Directions: Render the rows below as a numbered list, leaving out any blank lines.

Dataset excerpts on pointing at objects:
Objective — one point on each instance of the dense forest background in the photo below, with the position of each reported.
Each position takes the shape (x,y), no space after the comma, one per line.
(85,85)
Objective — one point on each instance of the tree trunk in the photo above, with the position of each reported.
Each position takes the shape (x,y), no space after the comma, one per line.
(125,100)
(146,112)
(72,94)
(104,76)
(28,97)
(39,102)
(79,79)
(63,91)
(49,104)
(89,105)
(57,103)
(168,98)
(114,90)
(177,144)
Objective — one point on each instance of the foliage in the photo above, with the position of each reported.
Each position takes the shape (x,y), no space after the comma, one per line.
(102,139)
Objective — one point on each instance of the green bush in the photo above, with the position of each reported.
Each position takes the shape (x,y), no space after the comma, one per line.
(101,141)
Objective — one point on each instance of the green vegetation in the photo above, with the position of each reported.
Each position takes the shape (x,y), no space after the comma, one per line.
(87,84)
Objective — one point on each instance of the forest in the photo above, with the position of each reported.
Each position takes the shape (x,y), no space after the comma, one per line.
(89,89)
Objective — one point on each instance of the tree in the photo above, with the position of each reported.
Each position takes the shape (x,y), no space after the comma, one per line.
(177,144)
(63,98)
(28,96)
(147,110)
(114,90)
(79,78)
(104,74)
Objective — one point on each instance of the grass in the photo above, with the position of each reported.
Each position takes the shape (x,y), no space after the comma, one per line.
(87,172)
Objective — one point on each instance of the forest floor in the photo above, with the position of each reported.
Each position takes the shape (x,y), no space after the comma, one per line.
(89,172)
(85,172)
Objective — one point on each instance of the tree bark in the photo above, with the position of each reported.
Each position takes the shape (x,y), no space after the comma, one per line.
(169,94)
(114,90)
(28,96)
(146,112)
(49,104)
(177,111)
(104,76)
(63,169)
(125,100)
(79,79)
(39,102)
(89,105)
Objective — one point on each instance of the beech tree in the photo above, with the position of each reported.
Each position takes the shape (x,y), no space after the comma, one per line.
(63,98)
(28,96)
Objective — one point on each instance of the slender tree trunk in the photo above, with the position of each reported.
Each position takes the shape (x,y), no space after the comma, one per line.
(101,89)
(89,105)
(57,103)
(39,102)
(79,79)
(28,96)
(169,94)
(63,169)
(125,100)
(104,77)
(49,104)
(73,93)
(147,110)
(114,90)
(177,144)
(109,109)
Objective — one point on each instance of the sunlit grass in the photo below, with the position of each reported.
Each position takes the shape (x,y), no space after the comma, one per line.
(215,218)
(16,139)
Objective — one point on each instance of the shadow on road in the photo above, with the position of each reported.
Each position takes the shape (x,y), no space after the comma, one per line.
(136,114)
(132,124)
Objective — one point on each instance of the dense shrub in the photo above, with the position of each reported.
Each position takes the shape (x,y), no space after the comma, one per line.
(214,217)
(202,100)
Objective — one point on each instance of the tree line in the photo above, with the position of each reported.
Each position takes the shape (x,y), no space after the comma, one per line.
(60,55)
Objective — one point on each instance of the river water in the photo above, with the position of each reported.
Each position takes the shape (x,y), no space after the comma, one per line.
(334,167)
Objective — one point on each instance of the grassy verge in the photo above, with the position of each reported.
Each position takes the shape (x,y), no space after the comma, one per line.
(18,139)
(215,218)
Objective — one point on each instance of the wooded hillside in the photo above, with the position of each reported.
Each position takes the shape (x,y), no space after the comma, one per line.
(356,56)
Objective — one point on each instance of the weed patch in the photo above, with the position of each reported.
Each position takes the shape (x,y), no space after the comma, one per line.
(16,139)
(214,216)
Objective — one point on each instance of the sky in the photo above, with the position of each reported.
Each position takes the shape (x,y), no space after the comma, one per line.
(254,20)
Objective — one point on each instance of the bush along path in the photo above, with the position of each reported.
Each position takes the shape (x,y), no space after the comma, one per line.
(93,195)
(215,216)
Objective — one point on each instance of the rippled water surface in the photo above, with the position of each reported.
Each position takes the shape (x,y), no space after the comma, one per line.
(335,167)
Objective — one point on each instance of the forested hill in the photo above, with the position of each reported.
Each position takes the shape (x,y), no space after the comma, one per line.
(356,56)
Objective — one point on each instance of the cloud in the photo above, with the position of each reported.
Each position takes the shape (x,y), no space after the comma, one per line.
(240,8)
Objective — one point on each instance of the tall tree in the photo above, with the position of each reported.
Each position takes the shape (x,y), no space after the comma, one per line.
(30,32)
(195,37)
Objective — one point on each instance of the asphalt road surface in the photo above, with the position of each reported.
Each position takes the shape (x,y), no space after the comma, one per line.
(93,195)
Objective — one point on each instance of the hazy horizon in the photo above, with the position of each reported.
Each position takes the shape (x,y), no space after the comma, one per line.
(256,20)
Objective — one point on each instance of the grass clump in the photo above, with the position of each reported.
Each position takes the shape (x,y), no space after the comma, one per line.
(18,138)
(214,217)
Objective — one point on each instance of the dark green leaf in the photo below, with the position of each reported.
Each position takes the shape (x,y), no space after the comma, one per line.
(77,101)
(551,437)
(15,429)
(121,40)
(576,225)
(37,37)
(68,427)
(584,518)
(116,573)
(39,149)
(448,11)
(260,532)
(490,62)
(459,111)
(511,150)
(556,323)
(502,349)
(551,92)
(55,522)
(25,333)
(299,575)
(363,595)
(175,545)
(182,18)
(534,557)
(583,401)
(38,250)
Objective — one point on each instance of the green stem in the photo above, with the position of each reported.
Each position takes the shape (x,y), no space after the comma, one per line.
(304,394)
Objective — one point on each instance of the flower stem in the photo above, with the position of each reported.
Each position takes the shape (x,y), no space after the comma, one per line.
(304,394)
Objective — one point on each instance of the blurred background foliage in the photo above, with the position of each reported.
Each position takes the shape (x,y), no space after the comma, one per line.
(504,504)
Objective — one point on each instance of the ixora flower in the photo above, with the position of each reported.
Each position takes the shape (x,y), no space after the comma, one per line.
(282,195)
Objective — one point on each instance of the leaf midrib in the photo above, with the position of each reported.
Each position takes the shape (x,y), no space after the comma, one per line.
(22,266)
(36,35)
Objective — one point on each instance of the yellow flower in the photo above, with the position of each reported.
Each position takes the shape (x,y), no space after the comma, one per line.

Full answer:
1. Objective — one point on each instance of the dense forest background in the photo below, with the position of each reported.
2. Each position takes the shape (x,y), no space after the comma, one per line.
3. (85,85)
4. Objective — one point on each instance of the tree trunk in the photo above, with the position of each reported.
5. Each position takes the shape (x,y), no space after the comma, one per line.
6. (125,100)
7. (146,112)
8. (72,94)
9. (104,76)
10. (28,97)
11. (39,102)
12. (79,79)
13. (63,91)
14. (49,104)
15. (89,105)
16. (57,103)
17. (168,98)
18. (114,90)
19. (177,144)
20. Objective — one point on each instance of the foliage in the photo above, with the position of each reported.
21. Each position takes the shape (x,y), no space after the comma, one per line.
22. (102,139)
23. Objective — one point on each instance of the green bush in the photo above, with the position of each reported.
24. Each position takes the shape (x,y), no space after the comma, one per line.
25. (101,141)
26. Objective — one point on each instance of the green vegetation in the photo above, with the position of each reported.
27. Each position takes the shape (x,y), no space after the comma, one per line.
28. (87,84)
29. Objective — one point on each instance of the forest in the photo above, with the position of each reported.
30. Each position takes the shape (x,y), no space after the comma, one per line.
31. (89,89)
32. Objective — one point on each instance of the tree in the photo above, with the position of each reported.
33. Each position takes the shape (x,y), no space after the comma, one per line.
34. (177,144)
35. (63,98)
36. (28,96)
37. (147,110)
38. (114,90)
39. (79,78)
40. (104,74)
41. Objective — one point on each instance of the grass in the photo above, with the position of each reported.
42. Each position takes the shape (x,y), no space after the comma, one per line.
43. (87,172)
44. Objective — one point on each instance of the forest floor in the photo above, with the position of each reported.
45. Each position takes the shape (x,y), no space after the comma, one per line.
46. (89,172)
47. (85,172)
48. Objective — one point on each instance of the tree bark in the photo above, with the position of each reported.
49. Each position takes the shape (x,y), no space after the comma, one per line.
50. (169,94)
51. (114,90)
52. (28,96)
53. (146,112)
54. (49,104)
55. (177,111)
56. (104,76)
57. (63,169)
58. (125,100)
59. (79,79)
60. (39,102)
61. (89,105)
62. Objective — one point on each instance of the beech tree in the photo above, with the position of each reported.
63. Each position takes the shape (x,y), no space after the comma, one per line.
64. (63,98)
65. (28,96)
66. Objective — one point on each instance of the slender tree trunk in the photo above, with the position of each reported.
67. Each position takes the shape (x,y), no space after the comma, one per line.
68. (101,89)
69. (89,105)
70. (57,103)
71. (39,102)
72. (79,79)
73. (28,96)
74. (169,94)
75. (63,169)
76. (125,100)
77. (104,77)
78. (49,104)
79. (73,93)
80. (147,110)
81. (114,90)
82. (177,144)
83. (109,109)
84. Objective — one point on each instance of the sunlit grass in the photo below, with the position of each reported.
85. Each position takes the shape (x,y), no space after the comma, one per line.
86. (215,218)
87. (16,139)
88. Objective — one point on each instance of the shadow on road in the photo above, with the position of each reported.
89. Each position takes the shape (x,y), no space after the comma, one per line.
90. (136,114)
91. (132,124)
92. Objective — one point on each instance of the dense shrub in the photo above, with the position of each reported.
93. Each position takes the shape (x,y), no space after the comma, one per line.
94. (214,217)
95. (202,100)
96. Objective — one point on each instance of the tree line in the photo above, with the position of each reported.
97. Each position takes the shape (x,y), no space after the comma, one per line.
98. (60,55)
99. Objective — one point on each instance of the river water in the photo above, with the position of each reported.
100. Each position takes the shape (x,y), no space after the comma, one per line.
101. (334,167)
102. Objective — one point on each instance of the grassy verge in the photo above, with the position of each reported.
103. Each position takes the shape (x,y), no space after the comma, one per line.
104. (18,139)
105. (215,218)
106. Objective — one point on each instance of the wooded hillside in the photo above, with the position of each reported.
107. Each position takes the shape (x,y), no space after the comma, one per line.
108. (356,56)
109. Objective — one point on each instance of the weed patch in the photo above, with the position of each reported.
110. Each position takes the shape (x,y), no space after the comma, one per line.
111. (16,139)
112. (214,216)
113. Objective — one point on each instance of the sky in the photo above, with the position of each reported.
114. Each position takes the shape (x,y), no space after the comma, one per line.
115. (254,20)
116. Objective — one point on each instance of the bush along path in the photo above, with the position of each reported.
117. Each position takes the shape (x,y), no space after the comma, one per line.
118. (93,195)
119. (215,216)
120. Objective — one point on each instance of the rippled water surface in the photo above, with the position of each reported.
121. Each position takes the shape (x,y), no space after the comma, one per line.
122. (335,167)
123. Objective — one point on each instance of the forested hill in the photo above, with the position of each reported.
124. Each position takes the shape (x,y), no space after the comma, one per line.
125. (356,56)
126. Objective — one point on each instance of the cloud in the photo above, with the position of each reported.
127. Each position takes the shape (x,y), no space after the comma, one per line.
128. (240,8)
129. Objective — one point on each instance of the tall tree in the photo above, with the position of each reported.
130. Each position takes the shape (x,y), no space after the comma, one per line.
131. (30,32)
132. (195,37)
133. Objective — one point on each instance of the asphalt road surface in the photo above, with the position of each reported.
134. Each position takes the shape (x,y), no space after the comma, one per line.
135. (93,195)
136. Objective — one point on each instance of the hazy horizon in the photo above, with the position of each reported.
137. Each position takes the shape (x,y), no space after the comma, one per line.
138. (256,20)
139. Objective — one point on each instance of the grass clump in the photo above, with the position of each reported.
140. Each position takes the shape (x,y), no space after the comma, one per line.
141. (18,138)
142. (214,217)
143. Objective — one point on each instance of the dark green leaf in the photo below, with the position of each reported.
144. Each position takes the shape (x,y), no space after the comma, one per line.
145. (77,101)
146. (551,437)
147. (15,429)
148. (121,40)
149. (576,225)
150. (37,37)
151. (68,427)
152. (584,518)
153. (116,573)
154. (39,149)
155. (448,11)
156. (260,532)
157. (490,62)
158. (459,111)
159. (511,150)
160. (556,323)
161. (502,349)
162. (551,92)
163. (55,522)
164. (25,333)
165. (299,575)
166. (363,595)
167. (175,545)
168. (182,18)
169. (534,557)
170. (583,401)
171. (38,250)
172. Objective — one point on each instance of the green stem in the photo above, with the position of each reported.
173. Each position takes the shape (x,y), no space after the comma, one per line.
174. (304,394)
175. Objective — one point on each instance of the flower stem in the photo above, with the position of each reported.
176. Each position takes the shape (x,y), no space after the comma, one per line.
177. (304,394)
178. Objective — one point on each instance of the blurred background foliage in the photo above, with the position of each reported.
179. Each position takes the shape (x,y), no space after the comma, one per line.
180. (504,504)
181. Objective — one point on each instance of the ixora flower in the photo above, with the position of each reported.
182. Each position takes the shape (x,y), no space after the comma, one per line.
183. (282,195)
184. Objective — one point on each instance of the leaf midrib in the photo above, with the position of each reported.
185. Each position takes the shape (x,y), no space after the comma, one per line.
186. (22,266)
187. (36,35)
188. Objective — one point on each instance of the yellow flower in the photo above, with the position of each reported.
189. Each position takes the shape (x,y), no space after the comma, one per line.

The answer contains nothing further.